_Selection:_
Aperture control over depth-of-field can be used creatively in different ways. Perhaps the subject of a photograph (a portrait, for instance) is within a very narrow band of space and you want to give it emphasis by blurring out everything else. You want a shallow depth-of-field with a sharp focus on the subject. You should select an aperture for a wide open lens, e.g., f/1.4 to f/5.6. On the other hand, perhaps you are constructing an image of a landscape and you want elements of the foreground to be in focus along with objects at infinity. You should select the smallest opening possible for your lens, e.g., f/16 to f/22. As we will see in the next section on exposure all of this is limited by lighting conditions since every aperture stop means halving or doubling the amount of light reaching the film.

In sum, the mechanical factors involved in composing an image are (1) selection of a focal length (size of objects in image), (2) focus down on the principal object(s) (image sharpness), and (3) depth-of-field (volume of the three-dimensional object complex that remains in focus). Having dealt with these factors, we are ready to proceed to the issue of film exposure.

Exposure

Under the concept of exposure we find the total amount of light that falls on the film and whatever that does, given the film's sensitivity, in creating a slide, negative, or (ultimately) a print. The factors involved here are film sensitivity (ISO rating of the film), time span of light exposure (shutter speed), and amount of light passing the shutter per unit of time (aperture setting). Generally speaking, lower ISO ratings (slower films) lead to sharper images and less graininess. However, they also require more light and that may mean larger aperture (smaller depth-of-field) or slower shutter (blurred moving objects). Every image that you create is a compromise between all of these factors and depends upon what is most important for the particular kind of subject.

[A word about film sensitivity. Films used to be identified by their ASA (American Standards Association) rating and you will still see this mentioned in the literature. The German system was the DIN (Deutsche Industrie Norm). Today, these are combined into an ISO (International Standards Organization) rating. Numerically, these are all the same.]

Once the film is loaded in your camera at a given ISO value, you have only aperture and shutter speed left to control. Modern automated SLRs will set these for you, but you may not be happy with the result. The problem is that different parts of the image have different luminous intensity and will affect the film differently. If you were to focus on a rather dark object among generally light objects in the image, your camera might interpret the whole scene as rather dark and set aperture open and shutter slow in order to give the film more light. The resulting image would be badly "over exposed" or light. The only way to attain the exposure that you want is to set the camera at "manual." [Modern automated SLRs usually include a setting for aperture preference or for shutter preference in which you select aperture or shutter and the camera automatically adjusts the other. In manual mode, you select both.] When you do use your automatic camera on one of the programmed settings, be sure to take note of the exposure the camera is suggesting. In my own experience, automatic settings tend to favor a high shutter speed and, hence, an open aperture. While this has the advantage of preventing blurring, it clearly gives you a shallow depth of field.

_Raw data:_

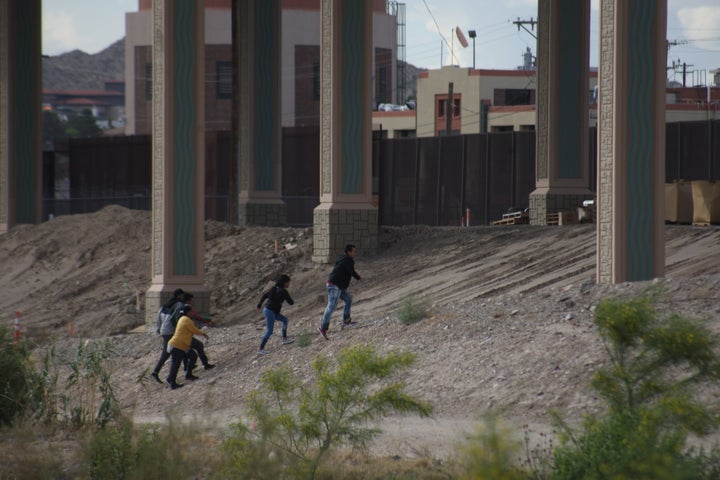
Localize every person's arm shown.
[257,290,271,310]
[189,307,212,325]
[187,322,208,338]
[348,262,360,280]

_Problem 1:_
In the photography text, what do lower ISO ratings generally produce?
_Problem 2:_
Reproduce the part of the photography text that begins at the words "In sum, the" and stops after the words "of film exposure.".
The records play no part in what comes next.

_Written response 1:_
Sharper images with less graininess.

_Written response 2:_
In sum, the mechanical factors involved in composing an image are (1) selection of a focal length (size of objects in image), (2) focus down on the principal object(s) (image sharpness), and (3) depth-of-field (volume of the three-dimensional object complex that remains in focus). Having dealt with these factors, we are ready to proceed to the issue of film exposure.